§ What you need to do: Give back the records that follow exactly, images excluded.
——————
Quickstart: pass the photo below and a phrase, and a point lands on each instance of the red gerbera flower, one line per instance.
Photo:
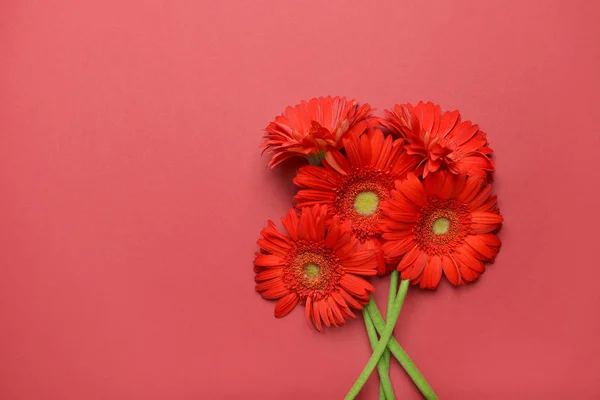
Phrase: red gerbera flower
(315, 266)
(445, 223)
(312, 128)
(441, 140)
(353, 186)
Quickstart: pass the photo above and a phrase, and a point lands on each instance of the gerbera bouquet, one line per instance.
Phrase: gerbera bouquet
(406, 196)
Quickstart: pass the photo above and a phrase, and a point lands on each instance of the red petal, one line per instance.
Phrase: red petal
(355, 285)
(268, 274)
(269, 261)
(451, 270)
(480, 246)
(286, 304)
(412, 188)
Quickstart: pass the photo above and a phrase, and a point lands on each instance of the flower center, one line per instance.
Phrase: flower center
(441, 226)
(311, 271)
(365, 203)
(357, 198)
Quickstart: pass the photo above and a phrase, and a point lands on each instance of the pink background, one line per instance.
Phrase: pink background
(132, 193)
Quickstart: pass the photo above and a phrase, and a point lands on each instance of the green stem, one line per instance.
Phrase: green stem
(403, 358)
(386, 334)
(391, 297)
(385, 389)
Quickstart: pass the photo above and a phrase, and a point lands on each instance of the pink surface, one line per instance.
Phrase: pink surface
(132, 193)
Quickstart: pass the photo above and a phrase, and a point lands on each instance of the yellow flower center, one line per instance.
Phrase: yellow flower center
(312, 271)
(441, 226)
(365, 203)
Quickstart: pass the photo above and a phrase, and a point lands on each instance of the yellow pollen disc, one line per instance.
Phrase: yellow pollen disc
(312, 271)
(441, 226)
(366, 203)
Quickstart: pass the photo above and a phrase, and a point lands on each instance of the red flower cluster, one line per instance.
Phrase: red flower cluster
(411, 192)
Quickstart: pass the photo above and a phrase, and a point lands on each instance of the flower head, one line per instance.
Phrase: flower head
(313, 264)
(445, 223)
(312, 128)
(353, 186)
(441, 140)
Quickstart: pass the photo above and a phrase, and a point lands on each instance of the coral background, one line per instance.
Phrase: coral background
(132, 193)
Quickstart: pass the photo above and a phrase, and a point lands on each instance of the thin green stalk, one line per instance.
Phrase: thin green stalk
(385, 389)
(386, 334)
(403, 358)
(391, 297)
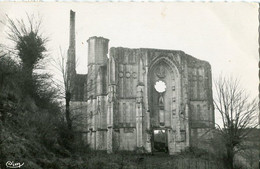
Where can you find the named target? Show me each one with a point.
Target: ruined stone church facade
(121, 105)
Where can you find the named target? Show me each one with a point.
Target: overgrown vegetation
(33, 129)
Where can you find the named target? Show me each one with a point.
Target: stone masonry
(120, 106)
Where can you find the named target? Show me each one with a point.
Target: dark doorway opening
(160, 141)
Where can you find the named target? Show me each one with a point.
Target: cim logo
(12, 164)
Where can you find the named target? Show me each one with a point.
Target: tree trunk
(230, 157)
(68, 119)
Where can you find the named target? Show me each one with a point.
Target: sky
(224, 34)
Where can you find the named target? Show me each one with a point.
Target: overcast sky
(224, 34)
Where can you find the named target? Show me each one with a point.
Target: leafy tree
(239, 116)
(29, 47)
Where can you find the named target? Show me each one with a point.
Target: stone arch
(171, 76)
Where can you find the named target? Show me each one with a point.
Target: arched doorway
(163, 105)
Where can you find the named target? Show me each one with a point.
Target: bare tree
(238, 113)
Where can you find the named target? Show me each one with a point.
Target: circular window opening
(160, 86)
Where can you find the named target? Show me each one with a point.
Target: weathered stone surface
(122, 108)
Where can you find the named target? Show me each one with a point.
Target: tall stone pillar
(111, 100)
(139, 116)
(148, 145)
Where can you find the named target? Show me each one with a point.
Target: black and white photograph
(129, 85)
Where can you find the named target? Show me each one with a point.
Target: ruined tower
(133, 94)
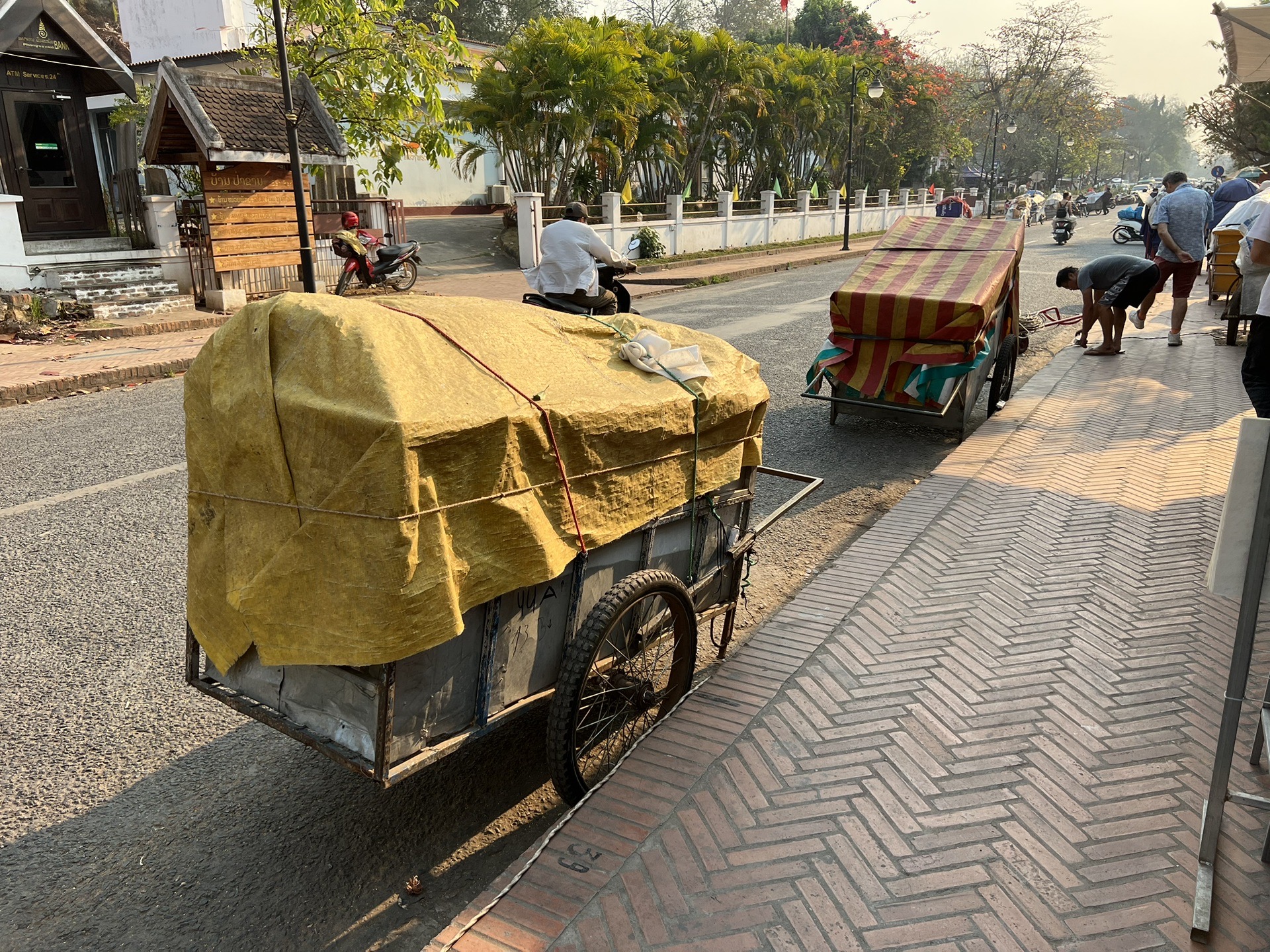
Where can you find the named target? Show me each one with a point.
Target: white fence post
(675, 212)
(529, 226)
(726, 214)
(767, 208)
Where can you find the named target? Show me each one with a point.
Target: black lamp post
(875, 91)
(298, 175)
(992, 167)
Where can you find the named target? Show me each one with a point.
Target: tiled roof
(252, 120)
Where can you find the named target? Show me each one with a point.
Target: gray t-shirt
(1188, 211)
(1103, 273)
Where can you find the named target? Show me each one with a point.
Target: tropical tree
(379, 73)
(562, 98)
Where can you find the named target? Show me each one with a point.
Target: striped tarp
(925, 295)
——————
§ Expected answer:
Quickstart: pass the photo below and a phrase, and a point lands on each instance of the red gerbera flower, one line per instance.
Photo:
Phrase: red gerbera flower
(315, 266)
(445, 223)
(312, 128)
(441, 140)
(353, 186)
Quickstart: pass the photo above and a phrase, and a point lands on each instance of the gerbera bouquet, one line per instance.
Phrase: gerbera bouquet
(406, 196)
Quickstart: pass the photo above and a phrase, and a point lands on each instance of the red petal, one line per instance.
Phrase: red petal
(355, 285)
(268, 274)
(269, 261)
(451, 270)
(480, 246)
(286, 304)
(412, 188)
Quickstart: pass the photo above and a phrase, and a point lands on each instance of the flower center, one line per instance.
Phrase: flower center
(441, 226)
(311, 271)
(365, 203)
(357, 198)
Quickstart: pass the photo above and a phrase, and a point lands on each instance of the pink background, one line per instance.
Phrase: pink background
(132, 193)
Quickstart: pass the photo above and a phrase, and a point lands on each instance of the green stem, one line per instance.
Phrase: green stem
(403, 358)
(386, 334)
(391, 297)
(385, 389)
Quickstart: pass the photo above and a phrase, and a point lands on each instance of the pink surface, one line per instance.
Phrase: pink surface
(132, 193)
Quickstart: pass the photo above and a phrase, and a point lands on each instance of the yellow flower center, one line per instance.
Phrase: yellow flower center
(312, 271)
(441, 226)
(365, 203)
Quickstart: pass the photo above and a phrase, and a point lands on each instance of the yellow pollen disc, one line per instance.
Phrase: yellow pollen disc
(312, 271)
(441, 226)
(366, 203)
Quickstart: pass the photo above and a phrase, and a point lands on each instance of the red flower cluster, one line per instance.
Phrase: red flower cluster
(411, 192)
Quickstart: pass the photo above and a phrase, and a point lands on each instance of the flower head, one line per instance.
Phrase: flower head
(313, 264)
(445, 223)
(312, 128)
(353, 186)
(441, 140)
Quickstart: pass the photo above and a phrase, and a point lands on each instance of the coral background, one line per instance.
Phrase: coral background
(132, 193)
Quickstart: pass the photo above and a phrase, and a point lands on each instance of the thin green stalk, one line per instance.
Phrase: thin green stalk
(385, 389)
(386, 334)
(403, 358)
(391, 297)
Where can you find the named target? Show me each one with a point.
Target: ruined stone church facade
(121, 105)
Where can you find the named target? Show me each one with a point.
Target: overgrown vegetation
(33, 129)
Where can you find the named target? Show me each one with a point.
Target: stone masonry
(120, 106)
Where can you find the named target? Show me each one with a point.
Target: dark doorway opening
(160, 141)
Where can you find the named target? Show me each one with a point.
Target: cim logo
(12, 164)
Where can you find the named target? Show me each one with a point.
Target: tree trunk
(230, 157)
(68, 119)
Where can you find the named target? Show me each one with a point.
Target: sky
(224, 34)
Where can you find the named target? Show me each one with a point.
Target: overcast sky
(224, 34)
Where can you find the named target? Show me each one with a point.
Target: leafy tree
(239, 116)
(29, 47)
Where can you find the named target? Show me each one with a point.
Target: stone arch
(171, 76)
Where can you find the named target? Show me each one with a point.
Target: arched doorway
(163, 105)
Where can you find the named target? Show me each one with a point.
Target: bare tree
(238, 113)
Where can you find the named target? Show me each one with a point.
Target: circular window opening
(160, 86)
Where can you find the named target? Show me each one with a point.
Target: weathered stone surface
(122, 108)
Where can you find the named target? Show me each one with a point.
Target: tall stone pillar
(111, 100)
(139, 116)
(148, 145)
Where can you find the named target? Show me each one with a point.
Target: black and white photograph
(129, 85)
Where can you find the named target? Show me each one with a point.
Target: ruined tower
(133, 94)
Where can you find the named target? Show me each one with a point.
Target: white fence post
(675, 212)
(529, 226)
(726, 214)
(767, 208)
Where can you find the named target? Show me each one with a point.
Target: black lamp post
(875, 91)
(298, 175)
(992, 167)
Where can you find the named target? Show me each one with a point.
Target: tiled roof
(252, 120)
Where can you find the named target? Show me each one with a point.
Target: gray t-shirt
(1188, 211)
(1103, 273)
Where can you find the named target? Show me each one with a point.
Target: tropical tree
(379, 73)
(562, 98)
Where can you find the named target? Show me each one with a point.
Target: striped tarp
(925, 295)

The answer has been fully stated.